* **What this task involves**:
Each line of the material must be repeated precisely, with the pictures left out.
------ Recorded data ------
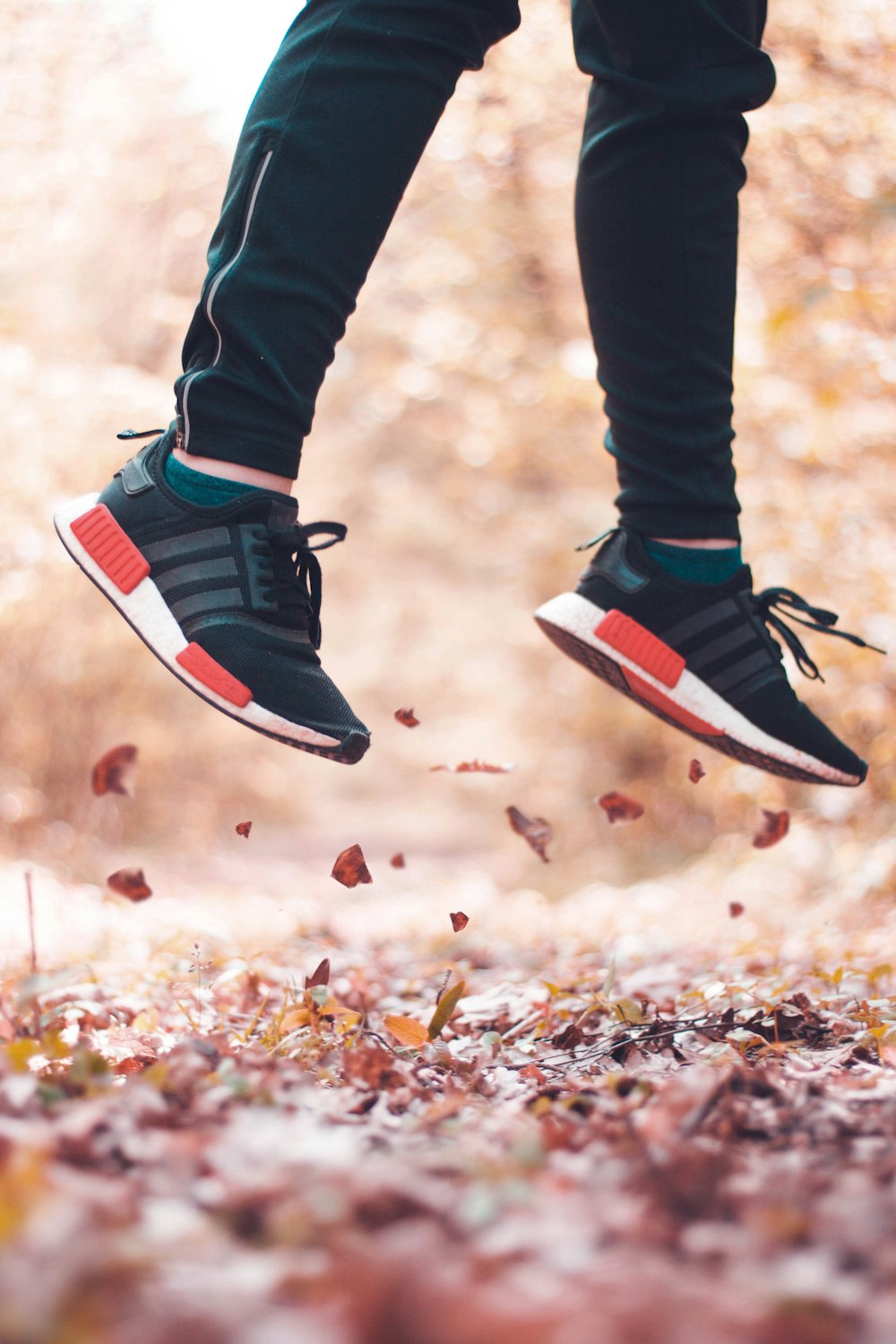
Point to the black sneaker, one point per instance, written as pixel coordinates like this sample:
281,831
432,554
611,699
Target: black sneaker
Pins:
700,656
228,599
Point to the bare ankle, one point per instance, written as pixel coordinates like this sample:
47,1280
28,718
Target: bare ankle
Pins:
234,472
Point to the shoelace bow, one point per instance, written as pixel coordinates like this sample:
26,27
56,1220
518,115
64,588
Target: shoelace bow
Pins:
785,599
297,572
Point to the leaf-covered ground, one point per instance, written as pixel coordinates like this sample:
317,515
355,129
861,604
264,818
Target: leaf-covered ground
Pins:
645,1120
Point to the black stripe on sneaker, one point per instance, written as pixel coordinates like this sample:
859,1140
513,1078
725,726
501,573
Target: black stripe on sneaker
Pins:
711,616
177,547
199,604
198,572
727,642
726,682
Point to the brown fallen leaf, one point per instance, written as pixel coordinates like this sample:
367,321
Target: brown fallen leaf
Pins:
320,976
473,768
131,1066
131,883
113,771
349,867
618,806
406,1030
535,831
532,1074
774,828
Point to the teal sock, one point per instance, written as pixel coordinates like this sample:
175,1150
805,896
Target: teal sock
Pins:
201,488
694,564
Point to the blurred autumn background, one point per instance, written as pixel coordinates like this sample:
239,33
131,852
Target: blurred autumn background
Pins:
460,438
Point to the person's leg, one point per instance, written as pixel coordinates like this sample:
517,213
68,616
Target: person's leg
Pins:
220,580
657,230
328,148
665,612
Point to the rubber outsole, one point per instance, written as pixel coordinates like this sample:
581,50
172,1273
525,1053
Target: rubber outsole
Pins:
346,752
555,618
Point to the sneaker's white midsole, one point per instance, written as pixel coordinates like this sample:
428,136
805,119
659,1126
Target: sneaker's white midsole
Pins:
576,616
148,612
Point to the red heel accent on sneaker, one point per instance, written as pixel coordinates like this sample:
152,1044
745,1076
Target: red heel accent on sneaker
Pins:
635,642
661,702
203,667
107,543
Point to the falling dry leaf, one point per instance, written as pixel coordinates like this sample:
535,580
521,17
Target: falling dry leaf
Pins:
406,1030
320,976
474,768
618,806
113,771
444,1010
536,831
129,882
349,868
774,828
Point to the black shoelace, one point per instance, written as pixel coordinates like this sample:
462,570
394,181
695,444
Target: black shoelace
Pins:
785,599
296,572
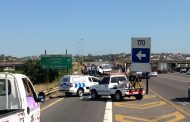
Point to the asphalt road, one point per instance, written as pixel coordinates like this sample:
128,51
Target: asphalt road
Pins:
167,101
172,87
73,109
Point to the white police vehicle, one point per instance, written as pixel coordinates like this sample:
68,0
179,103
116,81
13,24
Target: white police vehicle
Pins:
77,84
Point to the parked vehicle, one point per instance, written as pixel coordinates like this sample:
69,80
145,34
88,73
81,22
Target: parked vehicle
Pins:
104,69
153,74
188,72
77,84
18,99
189,91
117,87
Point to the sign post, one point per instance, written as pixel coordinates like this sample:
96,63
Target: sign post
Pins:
56,61
140,53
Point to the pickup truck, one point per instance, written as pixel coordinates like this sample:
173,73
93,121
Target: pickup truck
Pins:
19,101
117,87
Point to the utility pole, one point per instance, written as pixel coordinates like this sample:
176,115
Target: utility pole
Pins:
81,50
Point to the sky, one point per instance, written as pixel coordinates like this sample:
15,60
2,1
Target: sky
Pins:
29,27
------
* **Completed exercise**:
Point to the black sneaker, one point per instance, written as pixel coordinates like this sample:
281,831
432,554
611,699
Target: black sneaker
Pins:
700,656
228,599
Point to the bare ankle, one point per instance, written as pixel coordinates like this sample:
47,1280
28,718
Target: bare ankle
Pins:
234,472
Point to the shoelace bow, one point per instance, written as pixel coordinates like this sample:
26,27
56,1220
518,115
64,588
Target: shoelace bow
Pins:
785,599
297,572
Point to the leaf-covered ground, one point per instance, written as pixel coordinates like this sample:
317,515
355,129
861,604
264,818
Target: leaf-covered ground
Pins:
645,1120
Point to the black stripe on sneaker, one point per instance, written as pixel coordinates like this sample:
859,1140
513,1078
725,726
501,573
Target: black stripe on sneaker
Pins:
711,616
177,547
199,604
198,572
727,642
726,682
Point to the brown fallen leaf, one point per instance, written as pixel coordinates like this sample:
367,321
Target: brown fallen leaf
Pins:
320,976
473,768
131,1066
131,883
113,771
349,867
618,806
406,1030
535,831
532,1074
774,828
Point to the teal sock, one point per instance, written as pixel coordinates like this sample:
175,1150
805,896
Target: teal sock
Pins:
201,488
694,564
Point to the blurred autumn background, one point per instance, written as pixel coordinates like this sample:
239,33
131,852
Target: blurred autumn background
Pins:
460,438
Point to the person's leg, one point per instance, written as pixel coordinates like this sample:
517,213
68,616
Target: person's leg
Pins:
220,580
657,230
328,148
665,612
Point to the rubber outsole, one point per instance, written as pixel coordinates like this sample:
581,50
172,1273
525,1053
Target: rubber outsole
Pins:
346,752
555,618
Point to the sneaker's white midsole, one point per instance, written as pixel coordinates like this sample:
428,136
805,119
659,1126
Target: sneaker's white midsole
Pins:
576,616
148,612
Point to the red heel accent on sneaker, one point per instance, written as pixel coordinates like this sample:
152,1044
745,1076
Target: red heel accent on sneaker
Pins:
635,642
661,702
203,667
107,543
Point to the falling dry leaf, one point per instance, written as pixel coordinates like this sample:
535,580
521,17
Target: falling dry leaf
Pins:
406,1030
320,976
474,768
618,806
113,771
444,1010
536,831
129,882
349,868
774,828
Point to the black shoelace, one point per instance, written as pixel coordinates like this sample:
462,570
394,181
695,444
Target: black shoelace
Pins:
785,599
296,572
Point to the asphalt road, one point per instance, written as pixel coordinates like this sample:
128,51
Target: asphalt road
Pins:
167,101
172,87
73,109
Point to the white police vehicle, one point per instance, written as pixel coordinates like this sample:
68,0
179,103
116,81
13,24
Target: white police vehicle
Pins:
77,84
Point to the parked vehicle, one point per instance, written as pixel coordinates like this sample:
69,80
145,34
88,73
81,22
Target: parked vehicle
Pins:
104,69
153,74
188,72
77,84
18,99
189,91
117,87
Point to the sign post, one point per instance, written as pixel coordinates like this sample:
96,63
Target: sign post
Pins:
56,61
140,53
Point to the pickup truck, one point per instance, written as pixel coordinates like this sample:
173,73
93,121
Target: pickup truck
Pins:
19,101
117,87
Point to the utility pole, one point per instance, written as pixel coordinates like this sample:
176,115
Target: utility pole
Pins:
81,50
Point to the sky, one point per instance, written as pixel coordinates like this sample:
15,60
2,1
Target: sky
Pins:
29,27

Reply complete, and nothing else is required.